--- start of Recorded information ---

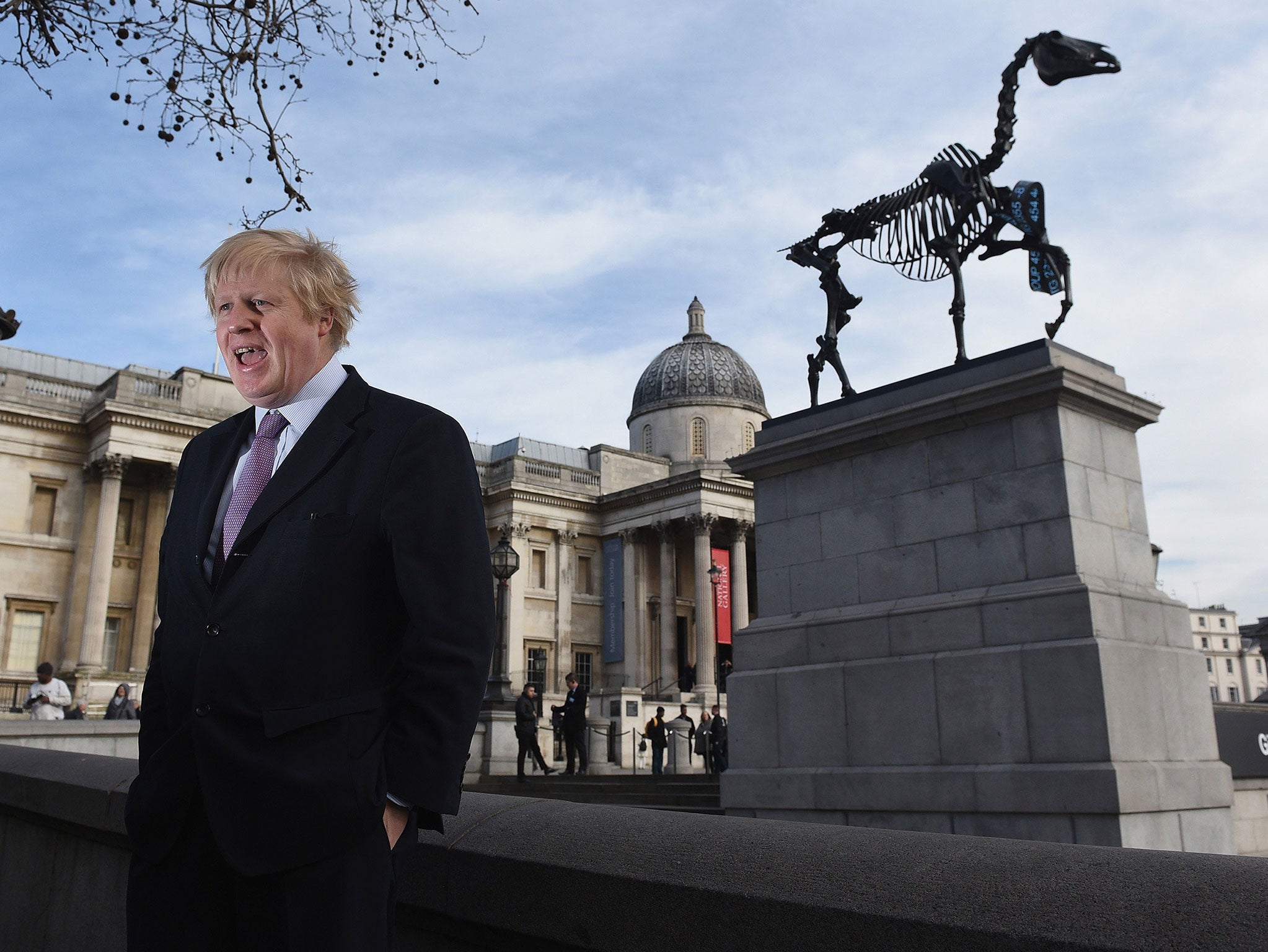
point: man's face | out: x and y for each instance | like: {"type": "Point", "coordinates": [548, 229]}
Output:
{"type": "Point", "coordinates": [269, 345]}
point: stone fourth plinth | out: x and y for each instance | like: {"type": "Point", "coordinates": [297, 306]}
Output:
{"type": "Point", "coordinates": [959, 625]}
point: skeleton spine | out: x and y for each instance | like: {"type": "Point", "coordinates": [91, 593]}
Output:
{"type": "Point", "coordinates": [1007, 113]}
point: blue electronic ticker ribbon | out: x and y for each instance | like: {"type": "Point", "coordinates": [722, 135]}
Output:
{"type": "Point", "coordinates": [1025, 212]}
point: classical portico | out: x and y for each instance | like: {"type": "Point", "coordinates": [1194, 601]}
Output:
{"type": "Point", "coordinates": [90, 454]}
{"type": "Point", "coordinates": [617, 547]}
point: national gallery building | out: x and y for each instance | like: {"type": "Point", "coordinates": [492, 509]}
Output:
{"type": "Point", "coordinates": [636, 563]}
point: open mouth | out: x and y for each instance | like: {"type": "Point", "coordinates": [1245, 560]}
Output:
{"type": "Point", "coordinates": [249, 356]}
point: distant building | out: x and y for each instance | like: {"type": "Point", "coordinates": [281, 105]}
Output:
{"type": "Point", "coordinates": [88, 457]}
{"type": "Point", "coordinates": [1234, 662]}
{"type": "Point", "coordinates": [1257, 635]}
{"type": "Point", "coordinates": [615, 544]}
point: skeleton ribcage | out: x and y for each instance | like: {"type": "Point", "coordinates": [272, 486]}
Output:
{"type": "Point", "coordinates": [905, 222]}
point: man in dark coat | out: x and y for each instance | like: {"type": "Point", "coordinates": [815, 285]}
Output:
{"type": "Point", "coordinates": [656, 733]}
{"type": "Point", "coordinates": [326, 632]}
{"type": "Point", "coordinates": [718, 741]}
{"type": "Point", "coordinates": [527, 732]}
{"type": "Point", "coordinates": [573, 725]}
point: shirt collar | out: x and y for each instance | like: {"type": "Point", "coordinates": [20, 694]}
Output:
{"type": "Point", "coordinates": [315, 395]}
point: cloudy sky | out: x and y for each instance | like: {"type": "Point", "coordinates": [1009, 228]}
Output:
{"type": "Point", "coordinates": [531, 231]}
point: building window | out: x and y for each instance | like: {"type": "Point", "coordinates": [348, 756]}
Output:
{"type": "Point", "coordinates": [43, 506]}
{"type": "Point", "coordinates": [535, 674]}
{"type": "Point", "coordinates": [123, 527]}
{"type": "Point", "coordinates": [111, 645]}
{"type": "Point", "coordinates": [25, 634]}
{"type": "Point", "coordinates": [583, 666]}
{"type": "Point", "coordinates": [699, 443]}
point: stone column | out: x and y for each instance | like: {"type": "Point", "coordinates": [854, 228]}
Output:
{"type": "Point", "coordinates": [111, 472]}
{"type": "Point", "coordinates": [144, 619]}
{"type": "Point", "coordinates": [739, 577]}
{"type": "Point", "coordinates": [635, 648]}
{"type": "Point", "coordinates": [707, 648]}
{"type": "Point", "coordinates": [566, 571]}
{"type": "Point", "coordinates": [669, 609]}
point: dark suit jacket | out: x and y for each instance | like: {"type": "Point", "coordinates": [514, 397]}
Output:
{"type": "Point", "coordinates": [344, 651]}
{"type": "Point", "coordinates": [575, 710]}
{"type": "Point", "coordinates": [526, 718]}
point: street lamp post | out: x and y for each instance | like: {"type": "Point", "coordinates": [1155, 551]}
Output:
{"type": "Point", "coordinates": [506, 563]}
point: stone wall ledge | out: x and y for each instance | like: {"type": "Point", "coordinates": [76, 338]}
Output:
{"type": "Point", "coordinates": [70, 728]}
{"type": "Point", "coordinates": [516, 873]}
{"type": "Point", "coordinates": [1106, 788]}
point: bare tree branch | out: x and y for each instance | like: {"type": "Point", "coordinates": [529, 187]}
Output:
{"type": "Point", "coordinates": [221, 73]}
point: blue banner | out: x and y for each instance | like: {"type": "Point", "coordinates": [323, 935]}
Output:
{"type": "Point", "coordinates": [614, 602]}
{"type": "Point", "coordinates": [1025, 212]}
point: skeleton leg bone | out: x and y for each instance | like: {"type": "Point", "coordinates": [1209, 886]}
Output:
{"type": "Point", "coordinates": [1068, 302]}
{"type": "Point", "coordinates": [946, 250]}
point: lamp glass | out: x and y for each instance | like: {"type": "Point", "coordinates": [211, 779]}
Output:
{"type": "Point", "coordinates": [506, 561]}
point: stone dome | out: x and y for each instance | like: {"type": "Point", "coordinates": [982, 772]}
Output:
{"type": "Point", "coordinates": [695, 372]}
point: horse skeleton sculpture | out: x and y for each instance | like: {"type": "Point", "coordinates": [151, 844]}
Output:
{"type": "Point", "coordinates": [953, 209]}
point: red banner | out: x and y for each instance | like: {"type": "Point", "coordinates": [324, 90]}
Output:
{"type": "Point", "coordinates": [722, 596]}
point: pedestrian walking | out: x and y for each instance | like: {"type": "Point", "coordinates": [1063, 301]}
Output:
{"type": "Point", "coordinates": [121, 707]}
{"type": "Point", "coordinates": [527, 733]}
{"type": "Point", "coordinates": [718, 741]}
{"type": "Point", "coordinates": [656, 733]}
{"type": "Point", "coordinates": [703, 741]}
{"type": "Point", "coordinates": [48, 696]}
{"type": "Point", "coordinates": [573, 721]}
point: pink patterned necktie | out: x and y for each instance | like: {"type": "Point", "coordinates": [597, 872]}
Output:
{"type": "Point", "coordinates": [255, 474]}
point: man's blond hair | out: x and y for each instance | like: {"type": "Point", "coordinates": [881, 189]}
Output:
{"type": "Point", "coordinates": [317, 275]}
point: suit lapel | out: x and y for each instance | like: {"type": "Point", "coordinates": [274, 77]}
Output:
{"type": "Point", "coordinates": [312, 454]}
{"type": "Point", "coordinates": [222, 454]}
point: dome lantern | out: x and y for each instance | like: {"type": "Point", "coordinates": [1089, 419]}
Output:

--- end of Recorded information ---

- _Written problem_: Edit all the items above so that "instance" reads "occurrence" everywhere, leaving everything else unchanged and omitting the pictures from your answer.

- _Result_:
point: man's face | out: x and y for each occurrence | like: {"type": "Point", "coordinates": [548, 229]}
Output:
{"type": "Point", "coordinates": [269, 345]}
point: stone fourth plinth | out: x and y for each occurrence | like: {"type": "Point", "coordinates": [297, 306]}
Output:
{"type": "Point", "coordinates": [959, 625]}
point: skeleton spine | out: x and y for each occurrence | like: {"type": "Point", "coordinates": [91, 593]}
Output:
{"type": "Point", "coordinates": [1007, 113]}
point: blue electronic ticker ribbon | out: x and y for each occurrence | like: {"type": "Point", "coordinates": [722, 135]}
Output:
{"type": "Point", "coordinates": [1025, 212]}
point: classical portico | out: x and y for each occurrence | like: {"type": "Point", "coordinates": [1194, 601]}
Output:
{"type": "Point", "coordinates": [90, 454]}
{"type": "Point", "coordinates": [617, 547]}
point: national gallery building | out: x and y for each occurrence | like: {"type": "Point", "coordinates": [492, 509]}
Output:
{"type": "Point", "coordinates": [636, 563]}
point: open mouth | out: x and y for each occurrence | like: {"type": "Point", "coordinates": [1245, 560]}
Output:
{"type": "Point", "coordinates": [249, 356]}
point: distant building | out: x and y for each occurrence | like: {"type": "Point", "coordinates": [281, 105]}
Output:
{"type": "Point", "coordinates": [88, 457]}
{"type": "Point", "coordinates": [1234, 662]}
{"type": "Point", "coordinates": [1257, 635]}
{"type": "Point", "coordinates": [615, 544]}
point: skeleton ribcage | out: x and y for each occurrence | like: {"type": "Point", "coordinates": [272, 486]}
Output:
{"type": "Point", "coordinates": [905, 222]}
point: man in dark coat | out: x and y for each occurrence | like: {"type": "Point", "coordinates": [815, 285]}
Output:
{"type": "Point", "coordinates": [656, 733]}
{"type": "Point", "coordinates": [326, 632]}
{"type": "Point", "coordinates": [718, 741]}
{"type": "Point", "coordinates": [527, 732]}
{"type": "Point", "coordinates": [573, 725]}
point: shirt collar | out: x and y for each occurrence | like: {"type": "Point", "coordinates": [20, 694]}
Output:
{"type": "Point", "coordinates": [315, 395]}
point: cloudy sky | out: x and y for each occurrence | like: {"type": "Point", "coordinates": [1009, 228]}
Output:
{"type": "Point", "coordinates": [531, 231]}
point: building window | out: x and y for each occurrence | like: {"type": "Point", "coordinates": [348, 756]}
Output:
{"type": "Point", "coordinates": [43, 506]}
{"type": "Point", "coordinates": [535, 674]}
{"type": "Point", "coordinates": [123, 527]}
{"type": "Point", "coordinates": [111, 645]}
{"type": "Point", "coordinates": [25, 634]}
{"type": "Point", "coordinates": [583, 666]}
{"type": "Point", "coordinates": [699, 443]}
point: stone column | out: x and y for each occurrence | like: {"type": "Point", "coordinates": [854, 228]}
Output:
{"type": "Point", "coordinates": [111, 472]}
{"type": "Point", "coordinates": [144, 619]}
{"type": "Point", "coordinates": [739, 577]}
{"type": "Point", "coordinates": [635, 648]}
{"type": "Point", "coordinates": [707, 648]}
{"type": "Point", "coordinates": [566, 571]}
{"type": "Point", "coordinates": [669, 609]}
point: dark suit jacket | out: x and y for each occurrence | like: {"type": "Point", "coordinates": [514, 397]}
Output:
{"type": "Point", "coordinates": [344, 651]}
{"type": "Point", "coordinates": [575, 710]}
{"type": "Point", "coordinates": [526, 718]}
point: street lamp post | out: x and y for each occurrence | like: {"type": "Point", "coordinates": [1155, 551]}
Output:
{"type": "Point", "coordinates": [506, 563]}
point: stone wall ledge | out: x and y for each occurrence | like: {"type": "Point", "coordinates": [76, 338]}
Output:
{"type": "Point", "coordinates": [70, 728]}
{"type": "Point", "coordinates": [516, 873]}
{"type": "Point", "coordinates": [1106, 788]}
point: bare tree branch | out: x and y for each occurrence | like: {"type": "Point", "coordinates": [529, 187]}
Output:
{"type": "Point", "coordinates": [221, 73]}
point: blue banner | out: x and y for each occurrence | like: {"type": "Point", "coordinates": [323, 935]}
Output:
{"type": "Point", "coordinates": [614, 602]}
{"type": "Point", "coordinates": [1025, 212]}
point: skeleton leg bone | out: x and y for each occurrence | like: {"type": "Point", "coordinates": [1209, 886]}
Output:
{"type": "Point", "coordinates": [1068, 302]}
{"type": "Point", "coordinates": [946, 250]}
point: lamp glass | out: x and y for each occurrence | like: {"type": "Point", "coordinates": [211, 779]}
Output:
{"type": "Point", "coordinates": [506, 561]}
point: stone dome | out: x and y for each occurrence | like: {"type": "Point", "coordinates": [982, 772]}
Output:
{"type": "Point", "coordinates": [695, 372]}
point: horse skeleton sculpture | out: x and y for each occurrence | like: {"type": "Point", "coordinates": [151, 844]}
Output:
{"type": "Point", "coordinates": [953, 209]}
point: red banner | out: x and y for each occurrence | like: {"type": "Point", "coordinates": [324, 90]}
Output:
{"type": "Point", "coordinates": [722, 596]}
point: pedestrian walking | out: x and y for each occurrence | like: {"type": "Point", "coordinates": [1063, 301]}
Output:
{"type": "Point", "coordinates": [121, 707]}
{"type": "Point", "coordinates": [527, 733]}
{"type": "Point", "coordinates": [718, 741]}
{"type": "Point", "coordinates": [656, 733]}
{"type": "Point", "coordinates": [703, 741]}
{"type": "Point", "coordinates": [48, 696]}
{"type": "Point", "coordinates": [573, 721]}
point: pink patterned necktie | out: x and y for each occurrence | like: {"type": "Point", "coordinates": [597, 872]}
Output:
{"type": "Point", "coordinates": [255, 474]}
point: man's blond hair | out: x and y for each occurrence | like: {"type": "Point", "coordinates": [881, 189]}
Output:
{"type": "Point", "coordinates": [317, 275]}
point: suit lapel | out: x and y for each occurrence | like: {"type": "Point", "coordinates": [274, 77]}
Output:
{"type": "Point", "coordinates": [312, 454]}
{"type": "Point", "coordinates": [222, 454]}
point: dome lantern | out: x and y for each occurrence | like: {"type": "Point", "coordinates": [1089, 419]}
Output:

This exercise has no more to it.